-- begin --

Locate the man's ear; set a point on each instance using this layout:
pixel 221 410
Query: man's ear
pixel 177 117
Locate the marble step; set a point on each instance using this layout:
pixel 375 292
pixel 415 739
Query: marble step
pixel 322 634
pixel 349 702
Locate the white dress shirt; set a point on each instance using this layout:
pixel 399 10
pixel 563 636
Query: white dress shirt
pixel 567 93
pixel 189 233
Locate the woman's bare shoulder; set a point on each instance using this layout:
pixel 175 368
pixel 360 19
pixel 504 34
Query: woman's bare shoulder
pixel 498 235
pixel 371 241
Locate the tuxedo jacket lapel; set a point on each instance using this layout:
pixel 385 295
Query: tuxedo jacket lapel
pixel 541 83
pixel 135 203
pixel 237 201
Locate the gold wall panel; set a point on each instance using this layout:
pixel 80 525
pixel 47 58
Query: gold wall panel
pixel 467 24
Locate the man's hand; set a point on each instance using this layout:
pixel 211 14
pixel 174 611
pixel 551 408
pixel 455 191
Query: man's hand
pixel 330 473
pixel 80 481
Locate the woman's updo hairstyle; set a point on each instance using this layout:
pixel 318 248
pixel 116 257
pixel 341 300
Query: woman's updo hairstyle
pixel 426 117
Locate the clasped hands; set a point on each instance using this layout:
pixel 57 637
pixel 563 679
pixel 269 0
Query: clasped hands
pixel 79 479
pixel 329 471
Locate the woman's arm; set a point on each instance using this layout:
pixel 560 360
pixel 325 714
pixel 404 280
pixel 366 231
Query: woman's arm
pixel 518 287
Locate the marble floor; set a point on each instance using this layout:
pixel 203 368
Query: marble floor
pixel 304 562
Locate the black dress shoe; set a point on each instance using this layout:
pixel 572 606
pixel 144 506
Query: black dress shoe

-- end --

* Problem description *
Copy the listing above word for word, from its first line through its last.

* Written answer *
Locate the man's ear; set a point on each instance using this layout:
pixel 221 410
Query: man's ear
pixel 177 117
Locate the marble step; set a point on each instance using this layout:
pixel 375 292
pixel 415 739
Query: marble step
pixel 322 634
pixel 349 702
Locate the white dress shirt; set a point on each instance using this layout:
pixel 399 10
pixel 563 636
Query: white dress shirt
pixel 567 93
pixel 189 233
Locate the woman's bare shoulder; set a point on each instance using this layout:
pixel 175 368
pixel 360 19
pixel 504 34
Query: woman's bare shoulder
pixel 498 235
pixel 371 241
Locate the tuxedo jacket lapel; set a point on each instance using this layout:
pixel 385 295
Query: tuxedo jacket lapel
pixel 541 83
pixel 135 203
pixel 237 201
Locate the gold wall panel; set a point on each instance using this layout:
pixel 80 525
pixel 47 58
Query: gold wall panel
pixel 467 24
Locate the man's hand; set a point on each instance using this layout:
pixel 211 14
pixel 174 611
pixel 551 408
pixel 455 191
Query: man's hand
pixel 330 473
pixel 80 481
Locate the woman's updo hairstyle; set a point on each instance using this layout:
pixel 318 248
pixel 116 257
pixel 341 300
Query: woman's updo hairstyle
pixel 426 117
Locate the clasped hands; set a point on each instance using this layout:
pixel 57 637
pixel 563 679
pixel 269 0
Query: clasped hands
pixel 79 479
pixel 329 471
Locate the woman's arm; set a point on each instance using this layout:
pixel 560 360
pixel 325 714
pixel 404 280
pixel 366 231
Query: woman's arm
pixel 518 287
Locate the marble floor; set a point on each instance using this layout:
pixel 203 368
Query: marble floor
pixel 304 562
Locate the black dress shoe; set a point on each instance using this layout:
pixel 572 606
pixel 144 506
Query: black dress shoe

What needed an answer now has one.